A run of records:
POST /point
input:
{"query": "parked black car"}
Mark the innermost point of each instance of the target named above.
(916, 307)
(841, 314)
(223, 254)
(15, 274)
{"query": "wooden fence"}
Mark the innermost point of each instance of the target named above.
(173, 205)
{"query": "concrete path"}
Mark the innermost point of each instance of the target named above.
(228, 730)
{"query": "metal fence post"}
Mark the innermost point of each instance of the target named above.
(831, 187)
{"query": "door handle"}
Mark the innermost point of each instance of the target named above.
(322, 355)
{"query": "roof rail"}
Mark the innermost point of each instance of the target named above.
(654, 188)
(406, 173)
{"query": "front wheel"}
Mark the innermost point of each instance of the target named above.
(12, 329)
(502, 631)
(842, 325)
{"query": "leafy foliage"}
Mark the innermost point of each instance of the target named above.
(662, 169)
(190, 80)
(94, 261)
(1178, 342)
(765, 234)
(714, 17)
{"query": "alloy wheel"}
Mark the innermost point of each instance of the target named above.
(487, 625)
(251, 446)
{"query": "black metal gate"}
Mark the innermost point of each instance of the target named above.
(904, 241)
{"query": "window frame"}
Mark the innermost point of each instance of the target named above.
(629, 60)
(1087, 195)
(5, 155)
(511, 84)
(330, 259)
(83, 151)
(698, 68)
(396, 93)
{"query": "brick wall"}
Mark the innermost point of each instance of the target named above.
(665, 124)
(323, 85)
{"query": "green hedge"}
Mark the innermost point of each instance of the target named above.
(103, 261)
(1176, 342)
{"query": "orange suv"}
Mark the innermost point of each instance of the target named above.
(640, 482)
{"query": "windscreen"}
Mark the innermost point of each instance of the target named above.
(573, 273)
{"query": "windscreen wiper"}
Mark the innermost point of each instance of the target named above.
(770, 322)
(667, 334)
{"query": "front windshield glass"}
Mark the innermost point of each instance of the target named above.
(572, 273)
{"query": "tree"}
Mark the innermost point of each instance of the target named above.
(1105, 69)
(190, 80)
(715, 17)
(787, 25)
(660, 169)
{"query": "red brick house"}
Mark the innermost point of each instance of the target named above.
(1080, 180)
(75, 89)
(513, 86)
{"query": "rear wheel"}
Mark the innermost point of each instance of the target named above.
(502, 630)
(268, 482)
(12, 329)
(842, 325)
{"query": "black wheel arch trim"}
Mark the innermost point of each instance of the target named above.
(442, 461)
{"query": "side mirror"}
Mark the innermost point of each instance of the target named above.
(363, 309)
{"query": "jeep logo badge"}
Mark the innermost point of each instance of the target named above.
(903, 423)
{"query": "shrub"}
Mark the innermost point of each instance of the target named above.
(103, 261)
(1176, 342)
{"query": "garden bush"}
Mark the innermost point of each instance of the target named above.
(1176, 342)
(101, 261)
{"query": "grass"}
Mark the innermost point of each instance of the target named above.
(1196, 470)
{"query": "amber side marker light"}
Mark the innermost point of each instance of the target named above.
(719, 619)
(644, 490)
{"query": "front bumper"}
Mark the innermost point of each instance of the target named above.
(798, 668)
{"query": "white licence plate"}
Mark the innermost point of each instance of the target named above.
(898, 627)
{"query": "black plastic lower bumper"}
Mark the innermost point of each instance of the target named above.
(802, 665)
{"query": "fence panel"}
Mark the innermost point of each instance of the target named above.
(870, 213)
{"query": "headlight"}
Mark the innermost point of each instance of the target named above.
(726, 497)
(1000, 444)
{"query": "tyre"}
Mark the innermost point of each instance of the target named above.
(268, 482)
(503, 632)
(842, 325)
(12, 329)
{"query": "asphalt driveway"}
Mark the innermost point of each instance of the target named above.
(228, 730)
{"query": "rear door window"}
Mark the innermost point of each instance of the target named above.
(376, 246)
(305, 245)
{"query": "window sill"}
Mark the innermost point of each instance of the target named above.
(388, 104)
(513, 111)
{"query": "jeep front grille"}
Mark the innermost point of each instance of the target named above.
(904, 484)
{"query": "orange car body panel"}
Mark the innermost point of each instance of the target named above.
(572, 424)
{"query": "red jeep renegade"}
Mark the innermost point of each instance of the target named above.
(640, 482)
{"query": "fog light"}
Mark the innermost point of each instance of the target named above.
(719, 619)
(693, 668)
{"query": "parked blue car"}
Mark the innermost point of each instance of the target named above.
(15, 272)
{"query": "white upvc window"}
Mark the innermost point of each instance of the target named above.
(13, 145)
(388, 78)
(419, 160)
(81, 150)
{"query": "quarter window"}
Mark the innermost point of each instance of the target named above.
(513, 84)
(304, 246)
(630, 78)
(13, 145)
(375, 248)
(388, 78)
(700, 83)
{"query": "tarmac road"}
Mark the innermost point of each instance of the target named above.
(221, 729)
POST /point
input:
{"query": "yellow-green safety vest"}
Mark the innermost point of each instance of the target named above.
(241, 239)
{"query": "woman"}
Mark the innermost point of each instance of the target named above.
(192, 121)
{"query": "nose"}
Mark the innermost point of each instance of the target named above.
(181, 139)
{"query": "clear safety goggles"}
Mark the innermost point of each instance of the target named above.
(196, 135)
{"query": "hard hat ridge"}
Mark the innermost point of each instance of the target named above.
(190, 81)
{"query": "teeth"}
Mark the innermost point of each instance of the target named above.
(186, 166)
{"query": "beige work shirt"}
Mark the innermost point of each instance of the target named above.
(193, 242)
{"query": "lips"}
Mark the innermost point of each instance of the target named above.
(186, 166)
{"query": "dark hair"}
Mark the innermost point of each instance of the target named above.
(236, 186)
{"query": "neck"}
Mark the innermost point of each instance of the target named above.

> [Exercise goal]: Find every line in the records that contains the word "white" and copy each one.

> [Result]:
{"query": "white licence plate"}
{"query": "white upvc window"}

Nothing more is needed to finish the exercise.